▶ _Source text_
==================================================

The challenges in action
Now that we’ve gone through the overall pipeline and the challenges involved, it might help to look at those challenges in context. To do that, we’ll give you a bit of a rundown of a project where we faced all of these challenges in one way or another.
In the lead up to Dubai World Expo, S1T2 was commissioned to design, develop and deploy the world’s largest immersive interactive experience at the stunning Al Wasl Plaza. The experience, “Become a Guardian of Al Wasl”, was unique in its ambition to be not only immersive but interactive at a massive scale – a canvas of over 25,000 square metres with 252 projectors.
So, how did it work? You’d set up to a custom-designed interaction pod where you would scan your face and personalise your own digital avatar. That avatar would then soar from your pod up into the huge projection dome above, interacting in real-time with the virtual environment and other people’s digital avatars. And then, as a memento of your experience, you would then be emailed a souvenir video.
Getting a project of this scale up and running – and keeping it running – required a solid system architecture that looked something like this:
Diagrams are all well and good, but let’s take a moment to unpack some of the details.
First up, the Central Control Unit – aka a rack of servers that route and store information between all the other modules of the system. Andrew will talk more about this soon, as it opened up a whole other pile of problems to solve. That said, using a centralised web server allowed us to introduce redundancy, and standardise the way our project communicated.
Next there were the nine interaction kiosks, each including a Windows machine hooked up to a large TV screen, and a Windows tablet for interaction. Not too much to discuss here.
Then there was the souvenir system, built out of a scalable amount of Windows machines that could render out the souvenir videos and send them to some AWS infrastructure before emailing them out to audience members. And finally there’s the Dome Render System, which was directly connected to the Disguise renderstream and the sound desk for the dome.
As you can see, there were a lot of different things happening on the network. So we needed to implement a system so that we could easily test, deploy and manage software and hardware. Which is where DevOps and SysOps come back in.
At a high level, our process was broken up into two stages. First was our development pipeline, where we would develop and test changes in the office. Then we had a deployment pipeline, where we would deploy builds and retest them onsite.
So, if we start with that first stage, it looked a little something like this:
Whenever a developer made and submitted a change to source control, that action triggered a build job on our build server. This would then be dispatched to our build machines in the office to build as an Unreal project. If that build failed, the process was aborted and we would get a Discord notification containing the build logs, allowing us to troubleshoot the issue.

==================================================

Coordinate annotation lines
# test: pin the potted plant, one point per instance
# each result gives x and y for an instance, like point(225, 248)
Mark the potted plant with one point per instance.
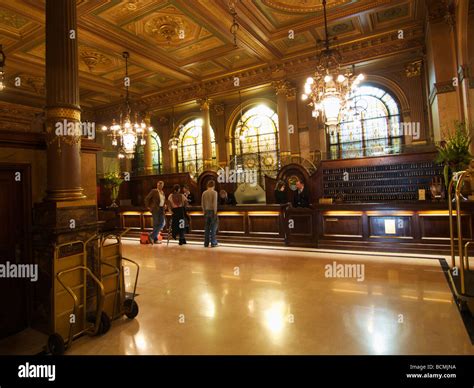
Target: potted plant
point(454, 151)
point(112, 181)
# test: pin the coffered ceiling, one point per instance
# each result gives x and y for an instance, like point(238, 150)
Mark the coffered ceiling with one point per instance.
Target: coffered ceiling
point(177, 43)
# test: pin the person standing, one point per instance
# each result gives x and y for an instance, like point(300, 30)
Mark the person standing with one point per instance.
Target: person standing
point(155, 201)
point(177, 203)
point(209, 207)
point(281, 195)
point(301, 197)
point(226, 199)
point(189, 196)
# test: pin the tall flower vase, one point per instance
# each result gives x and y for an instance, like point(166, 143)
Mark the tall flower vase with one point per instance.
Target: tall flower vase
point(114, 195)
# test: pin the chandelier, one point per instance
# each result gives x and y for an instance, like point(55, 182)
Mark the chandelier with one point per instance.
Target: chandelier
point(125, 133)
point(330, 88)
point(234, 28)
point(2, 63)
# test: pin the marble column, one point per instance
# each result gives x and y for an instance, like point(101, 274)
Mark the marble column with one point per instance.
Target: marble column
point(293, 122)
point(444, 98)
point(148, 154)
point(221, 141)
point(206, 133)
point(62, 102)
point(281, 88)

==================================================

▶ _Exercise objective_
Print the passage of the Al Wasl Plaza project text from "Next there were" to "for the dome.".

▶ _Response to this task_
Next there were the nine interaction kiosks, each including a Windows machine hooked up to a large TV screen, and a Windows tablet for interaction. Not too much to discuss here.
Then there was the souvenir system, built out of a scalable amount of Windows machines that could render out the souvenir videos and send them to some AWS infrastructure before emailing them out to audience members. And finally there’s the Dome Render System, which was directly connected to the Disguise renderstream and the sound desk for the dome.